**Supplied text:**
━━━━━━━━━━━━━━━━━━━━━━━━━━━━━━

- Born: March 24, 1995 (age 30) Windber, Pennsylvania, U.S.
- Height: 5 ft 8 in (1.73 m)
- Weight: 145 lb (66 kg; 10.4 st)
- Division: Featherweight (2020–present)
- Reach: 68.5 in (174 cm)
- Fighting out of: Coconut Creek, Florida, U.S.
- Team: The Mat Factory American Top Team (2020–present)
- Rank: Blue belt in Brazilian Jiu-Jitsu
- Wrestling: NCAA Division I Wrestling
- Years active: 2020–present

Mixed martial arts record
- Total: 11
- Wins: 9
- By knockout: 4
- By submission: 2
- By decision: 3
- Losses: 2
- By decision: 2

Amateur record
- Total: 5
- Wins: 5
- By knockout: 1
- By submission: 2
- By decision: 2

Other information
- University: University of Pittsburgh at Johnstown Pennsylvania State University
- Notable school: Forest Hills High School
- Website: https://www.codylawmma.com
- Mixed martial arts record from Sherdog
- Medal record
Collegiate Wrestling
Representing Pittsburgh-Johnstown
NCAA Division II Championships
| Gold medal – first place | 2018 Cedar Rapids | 157 lb |

= Cody Law =

American collegiate wrestler and MMA fighter

Cody Law (born March 24, 1995) is an American professional mixed martial artist and graduated collegiate wrestler currently competing in the featherweight division. He has previously spent most of his career in Bellator MMA. As a folkstyle wrestler, he was an NCAA Division II champion and two-time DII All-American out of University of Pittsburgh-Johnstown and a PIAA champion as a high schooler.

== Background ==
Cody is the son of Crystal Law and has three siblings, one of them is his younger brother named Triston, whom he was teammates with at PSU.

== Wrestling career ==

=== High school ===
Law was born in Windber, Pennsylvania, and attended Forest Hills High School. He didn't have particular success as a freshman, posting a losing record (16 wins, 17 losses) and placing sixth at districts (not high enough for regionals). He improved his resume as a sophomore, posting a record of 26 wins and 7 losses and placing third at districts and sixth at regionals, but still not qualifying for state. He kept improving as a junior and posted a record of 36 wins and just 2 losses, the first one on the districts finals (finishing as the runner-up) and the second one came after winning the regionals and reaching the PIAA state finals, where he lost by only one point (2-3). As a senior, he had his most successful season, posting an unbeaten record of 34 victories and no defeats, placing first at districts, regionals and the state championships. Overall, Law posted 112 wins and 26 losses during his career and was in the top 15 of the national high school rankings at 160 pounds.

━━━━━━━━━━━━━━━━━━━━━━━━━━━━━━

**Given data:**
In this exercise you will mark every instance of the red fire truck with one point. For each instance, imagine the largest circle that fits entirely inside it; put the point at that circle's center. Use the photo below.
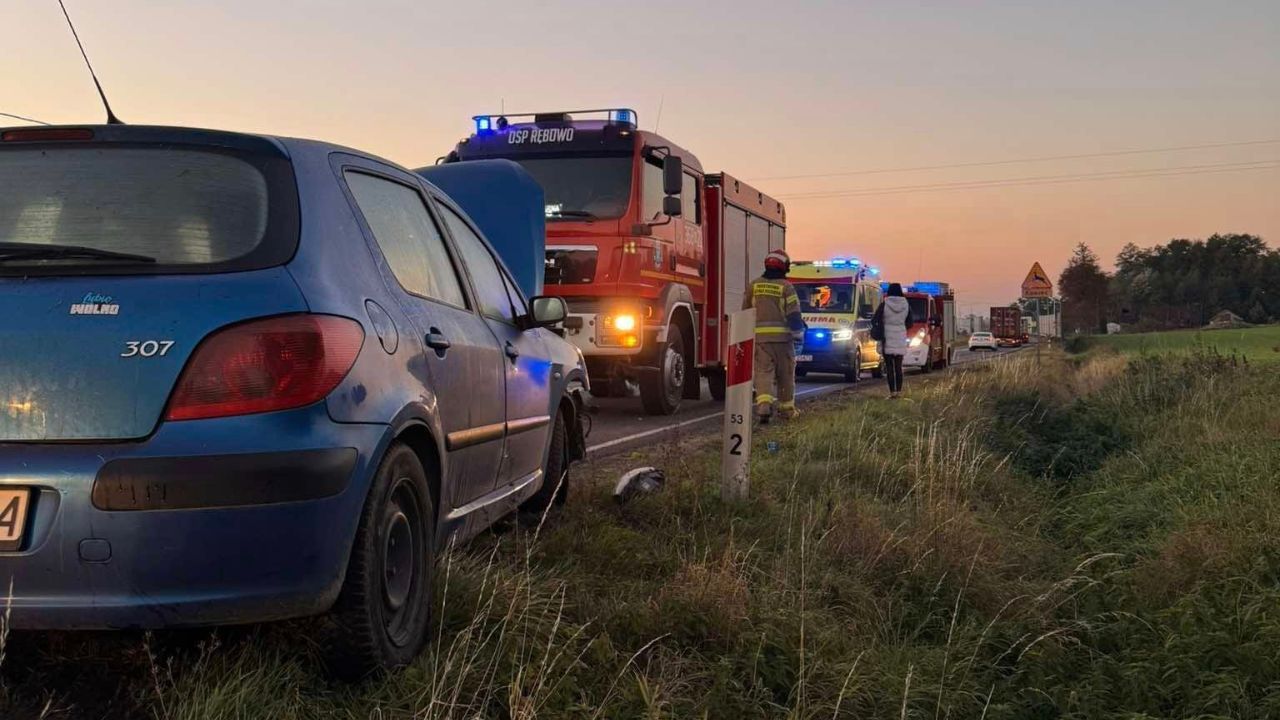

━━━━━━━━━━━━━━━━━━━━━━━━━━━━━━

**Given problem 1:** From the Cody Law article, list the win-loss record Law posted in each of his four high school seasons, naming the season for each.
**Given problem 2:** According to the Cody Law article, what was the score of the match Law lost in the PIAA state finals as a junior?
**Given problem 3:** Pick up the Cody Law article after its final sentence and continue writing it.

**Task answer 1:**
- Freshman: 16 wins, 17 losses
- Sophomore: 26 wins, 7 losses
- Junior: 36 wins, 2 losses
- Senior: 34 wins, 0 losses

**Task answer 2:** He lost 2-3, by one point.

**Task answer 3:**
=== University ===
After finishing his high school education, Law attended Pennsylvania State University, that is known for having one of the most successful wrestling teams at the time (still has), having won the NCAA Division I's team titles in the last three seasons at that time. As a redshirt athlete (13'-14'), he compiled a record of 14 victories and 4 defeats in Open tournaments. He then competed as a freshman at 157 pounds, compiling a record of 13 wins and 6 losses during regular season and not competing at that year's NCAA DI championships. After wrestling season, he competed at the 15' Junior Nationals, where he placed third.

After that season, he chose to transfer to the University of Pittsburgh-Johnstown, that had an NCAA Division II wrestling program. He explained:

"It is a combination of things... My goal is to be a national champion. I wasn't getting the job done there... They're going to win (the team title). I really believe they will, but at the end of the day, my goal is to be an individual champ, too.".
However, this led him unable to compete as a sophomore.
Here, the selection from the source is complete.